■ GIVEN PASSAGE:
>>>>>
NRI Legal Services — Gulf Countries
Power of Attorney for NRIs in the Gulf — India
A guide for NRIs in the UAE, Saudi Arabia, Qatar, Kuwait, Oman and Bahrain on executing and authenticating a Power of Attorney (PoA) for use in India — MOFA attestation, Indian Consulate authentication, and adjudication in Kerala.
UAE | Saudi Arabia | Qatar | Kuwait | Oman | Bahrain
Quick Summary
The Gulf Cooperation Council countries — UAE, Saudi Arabia, Qatar, Kuwait, Oman, and Bahrain — are not signatories to the Hague Apostille Convention. A Power of Attorney (PoA) executed in any of these countries for use in India cannot be apostilled. Instead, it must go through a two-stage process: attestation by the local Ministry of Foreign Affairs (MOFA) of the Gulf country, followed by attestation by the Indian Embassy or Consulate in that country.
After the attested document arrives in India, it must be adjudicated at the Sub-Registrar's office in Kerala under Section 18 of the Registration Act, 1908 before it can be used for property transactions, court proceedings, or any formal legal purpose. A PoA that has only been notarised — without MOFA and Indian Consulate attestation — will be rejected by the Sub-Registrar in Kerala.
Key references: MEA — Apostille & Attestation · Kerala Registration Dept · Ministry of External Affairs · Last reviewed: June 2026
The Gulf Countries and India — Why There Is No Apostille
The Hague Convention Abolishing the Requirement of Legalisation (1961) has 124 member countries as of 2026. India joined in 2005. None of the GCC countries — UAE, Saudi Arabia, Qatar, Kuwait, Oman, or Bahrain — are members. Documents executed in any of these countries for use in India cannot be apostilled. Instead, they require a government-to-government attestation process that achieves the same legal purpose through a different mechanism.
<<<<<
■ PROMPT 1:
According to the guide on Power of Attorney for NRIs in the Gulf, in what year did India join the Hague Apostille Convention?
■ PROMPT 2:
Continue the guide on Power of Attorney for NRIs in the Gulf from the point where it stops.

■ SUPPLIED DATA:
>>>>>
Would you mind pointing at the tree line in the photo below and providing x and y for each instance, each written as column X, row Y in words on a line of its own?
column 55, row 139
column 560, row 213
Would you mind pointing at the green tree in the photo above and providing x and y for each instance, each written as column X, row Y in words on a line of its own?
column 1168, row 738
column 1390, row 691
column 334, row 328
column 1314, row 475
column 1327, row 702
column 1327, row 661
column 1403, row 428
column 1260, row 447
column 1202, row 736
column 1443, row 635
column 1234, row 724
<<<<<
■ WRITTEN REPLY 1:
2005

■ WRITTEN REPLY 2:
This distinction is critical for the large Malayali diaspora in the Gulf. A Power of Attorney notarised in Dubai but not MOFA-attested and Indian Consulate-attested will be rejected by the Sub-Registrar in Kerala and will not be valid for court proceedings or other formal legal purposes in India.
The Three-Stage Gulf Attestation Process
Stage 1 — Notarisation
The PoA is executed before a licensed Notary Public in the Gulf country. In the UAE, this is typically a UAE Notary or a law firm with notarisation authority. In Saudi Arabia, Qatar, Kuwait, Oman and Bahrain, a local notary or legal documentation centre handles this step.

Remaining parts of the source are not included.